• [SUPPLIED MATERIAL]:
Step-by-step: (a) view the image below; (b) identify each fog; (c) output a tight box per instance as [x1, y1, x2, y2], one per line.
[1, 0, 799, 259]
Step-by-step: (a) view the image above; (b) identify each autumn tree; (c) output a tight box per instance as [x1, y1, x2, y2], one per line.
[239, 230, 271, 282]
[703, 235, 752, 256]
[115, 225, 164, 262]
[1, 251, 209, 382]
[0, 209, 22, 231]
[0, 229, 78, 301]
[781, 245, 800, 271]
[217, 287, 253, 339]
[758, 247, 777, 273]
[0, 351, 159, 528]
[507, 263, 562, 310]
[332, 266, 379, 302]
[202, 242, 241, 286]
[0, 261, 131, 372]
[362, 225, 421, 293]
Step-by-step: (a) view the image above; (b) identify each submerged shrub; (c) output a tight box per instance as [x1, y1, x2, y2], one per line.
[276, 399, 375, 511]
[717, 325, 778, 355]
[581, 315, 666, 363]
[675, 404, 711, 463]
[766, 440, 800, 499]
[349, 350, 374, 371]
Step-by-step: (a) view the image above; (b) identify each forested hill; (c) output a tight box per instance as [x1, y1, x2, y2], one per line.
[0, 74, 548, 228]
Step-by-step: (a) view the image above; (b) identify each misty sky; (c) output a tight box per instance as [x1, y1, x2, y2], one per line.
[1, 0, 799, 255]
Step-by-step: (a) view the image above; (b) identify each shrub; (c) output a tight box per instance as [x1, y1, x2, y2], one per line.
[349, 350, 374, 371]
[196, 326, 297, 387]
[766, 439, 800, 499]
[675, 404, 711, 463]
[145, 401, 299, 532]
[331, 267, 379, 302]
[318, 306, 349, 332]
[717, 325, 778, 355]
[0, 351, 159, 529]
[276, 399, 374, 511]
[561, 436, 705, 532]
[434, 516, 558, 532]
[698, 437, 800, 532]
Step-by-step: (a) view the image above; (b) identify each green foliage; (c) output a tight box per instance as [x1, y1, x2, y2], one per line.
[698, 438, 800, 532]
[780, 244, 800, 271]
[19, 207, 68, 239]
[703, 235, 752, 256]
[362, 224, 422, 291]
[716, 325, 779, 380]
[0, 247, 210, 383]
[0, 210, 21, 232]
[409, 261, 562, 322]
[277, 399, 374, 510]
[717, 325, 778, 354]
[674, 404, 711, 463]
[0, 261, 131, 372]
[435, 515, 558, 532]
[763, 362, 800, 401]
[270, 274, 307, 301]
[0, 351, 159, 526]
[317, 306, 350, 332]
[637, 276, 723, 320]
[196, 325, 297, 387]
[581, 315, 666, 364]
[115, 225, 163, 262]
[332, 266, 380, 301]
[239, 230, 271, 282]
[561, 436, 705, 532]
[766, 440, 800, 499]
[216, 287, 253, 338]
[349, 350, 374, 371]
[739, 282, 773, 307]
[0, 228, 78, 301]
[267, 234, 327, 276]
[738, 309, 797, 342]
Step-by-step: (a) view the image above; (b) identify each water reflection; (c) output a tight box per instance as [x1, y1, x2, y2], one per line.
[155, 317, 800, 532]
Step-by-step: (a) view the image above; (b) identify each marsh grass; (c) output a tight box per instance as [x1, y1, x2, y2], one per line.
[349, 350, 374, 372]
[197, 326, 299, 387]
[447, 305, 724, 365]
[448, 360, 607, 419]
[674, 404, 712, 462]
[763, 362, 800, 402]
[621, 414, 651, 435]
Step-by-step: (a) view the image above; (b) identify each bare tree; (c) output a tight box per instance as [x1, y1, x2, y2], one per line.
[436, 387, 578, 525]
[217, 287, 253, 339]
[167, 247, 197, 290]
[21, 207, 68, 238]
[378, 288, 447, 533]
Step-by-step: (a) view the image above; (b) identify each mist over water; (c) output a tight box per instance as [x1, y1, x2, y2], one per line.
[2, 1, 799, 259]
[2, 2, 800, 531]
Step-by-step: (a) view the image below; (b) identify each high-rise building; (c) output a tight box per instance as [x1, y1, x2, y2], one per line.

• [ABOUT THIS TASK]: Output every record above exactly as it appears.

• [SOLUTION BELOW]:
Step-by-step: (a) view the image below; (b) identify each fog; (c) output a tight box per instance as [x1, y1, x2, y2], one per line.
[1, 0, 799, 259]
Step-by-step: (a) view the image above; (b) identify each autumn tree; (c) output a tight box per instance as [x1, y1, x2, y2], one per line.
[239, 230, 271, 282]
[703, 235, 752, 256]
[115, 225, 164, 262]
[1, 251, 209, 382]
[0, 209, 22, 231]
[0, 229, 78, 301]
[781, 245, 800, 271]
[217, 287, 253, 339]
[758, 247, 777, 273]
[0, 351, 159, 528]
[507, 263, 562, 310]
[332, 266, 379, 302]
[202, 242, 241, 286]
[0, 261, 131, 372]
[362, 225, 421, 293]
Step-by-step: (a) view the image above; (b) identify each submerged shrub; (c) output a tight box per instance as [x1, y1, x2, y2], one per line.
[276, 399, 375, 511]
[717, 325, 778, 355]
[581, 315, 666, 363]
[675, 404, 711, 463]
[766, 440, 800, 499]
[349, 350, 374, 371]
Step-by-step: (a) view the image above; (b) identify each forested hill; (c) output a tight box per instance as [x1, y1, x2, y2], one per line.
[0, 74, 548, 228]
Step-by-step: (a) view the image above; (b) identify each misty sky; (c) output a tight box per instance as [x1, y1, x2, y2], one per line.
[1, 0, 799, 255]
Step-by-step: (a) view the image above; (b) identify each shrub; (c) output a tight box per instance as [x1, y1, x2, y2], one per line.
[349, 350, 374, 371]
[196, 326, 297, 387]
[766, 439, 800, 499]
[675, 404, 711, 463]
[145, 401, 299, 532]
[331, 267, 379, 302]
[318, 306, 349, 332]
[717, 325, 778, 355]
[0, 351, 159, 529]
[276, 399, 374, 511]
[561, 436, 705, 532]
[434, 516, 558, 532]
[698, 437, 800, 532]
Step-by-step: (a) view the image above; (b) identify each green foliage; (c) output a tight box per instance as [x1, y1, x2, y2], one per line.
[698, 438, 800, 532]
[780, 244, 800, 271]
[19, 207, 68, 239]
[703, 235, 752, 256]
[362, 224, 422, 291]
[716, 325, 779, 380]
[0, 247, 210, 383]
[0, 210, 21, 232]
[409, 261, 562, 322]
[277, 399, 374, 510]
[717, 325, 778, 354]
[674, 404, 711, 463]
[0, 261, 131, 372]
[435, 515, 558, 532]
[763, 362, 800, 401]
[270, 274, 307, 301]
[0, 351, 159, 526]
[317, 306, 350, 332]
[637, 276, 723, 320]
[196, 325, 297, 387]
[581, 315, 666, 364]
[115, 225, 163, 262]
[332, 266, 380, 301]
[239, 230, 271, 282]
[561, 436, 705, 532]
[766, 440, 800, 499]
[216, 287, 253, 338]
[349, 350, 374, 371]
[739, 282, 773, 307]
[0, 228, 78, 301]
[267, 234, 327, 276]
[738, 309, 797, 342]
Step-by-step: (a) view the image above; (b) identify each water reflection; (c) output a tight box per instance as [x1, y1, x2, y2], one per line.
[155, 317, 800, 532]
Step-by-step: (a) view the image above; (b) identify each marsh grass; (c) output a tight box per instance as [x1, y1, x2, y2], one per line.
[349, 350, 374, 372]
[197, 326, 299, 387]
[447, 305, 724, 365]
[448, 360, 607, 419]
[674, 404, 712, 462]
[763, 362, 800, 402]
[621, 414, 651, 435]
Step-by-step: (a) view the image above; (b) identify each bare tree; (c) output a tight box per instance as [x1, y1, x2, y2], one per line.
[436, 387, 578, 525]
[217, 287, 253, 339]
[167, 247, 197, 290]
[21, 207, 68, 238]
[378, 288, 447, 533]
Step-by-step: (a) view the image above; (b) identify each mist over water; (c) output a tight box per instance as [x1, y1, x2, y2], one per line.
[2, 1, 799, 259]
[2, 2, 800, 531]
Step-by-step: (a) view the image below; (b) identify each high-rise building; (c) output a tight box per instance as [x1, y1, x2, y2], one per line.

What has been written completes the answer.